* How to complete this task
Copy out each line of the entries below in which the string "instance" appears.
[Opening Exercise material section]
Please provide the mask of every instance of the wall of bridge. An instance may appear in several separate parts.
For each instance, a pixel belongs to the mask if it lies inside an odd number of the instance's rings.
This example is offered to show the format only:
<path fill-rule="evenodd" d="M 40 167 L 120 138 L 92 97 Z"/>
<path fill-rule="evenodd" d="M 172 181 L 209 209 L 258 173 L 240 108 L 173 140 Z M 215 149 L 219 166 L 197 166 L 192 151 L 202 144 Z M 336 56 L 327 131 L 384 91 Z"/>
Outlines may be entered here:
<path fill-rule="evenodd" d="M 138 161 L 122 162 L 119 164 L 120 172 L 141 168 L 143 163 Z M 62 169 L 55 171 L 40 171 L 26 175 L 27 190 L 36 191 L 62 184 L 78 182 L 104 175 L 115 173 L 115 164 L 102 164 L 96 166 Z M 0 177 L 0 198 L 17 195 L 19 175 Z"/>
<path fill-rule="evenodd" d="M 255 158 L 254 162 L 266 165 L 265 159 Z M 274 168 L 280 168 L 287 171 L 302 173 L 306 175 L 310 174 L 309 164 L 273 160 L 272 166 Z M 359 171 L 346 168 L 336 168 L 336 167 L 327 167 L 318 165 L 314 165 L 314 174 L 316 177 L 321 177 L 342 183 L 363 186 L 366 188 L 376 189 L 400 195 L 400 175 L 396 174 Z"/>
[Closing Exercise material section]
* Your response
Please provide the mask of every instance of the wall of bridge. An instance may appear in several separate parts.
For each instance, a pixel belongs to the mask if it lies inside an odd number of the instance's rings.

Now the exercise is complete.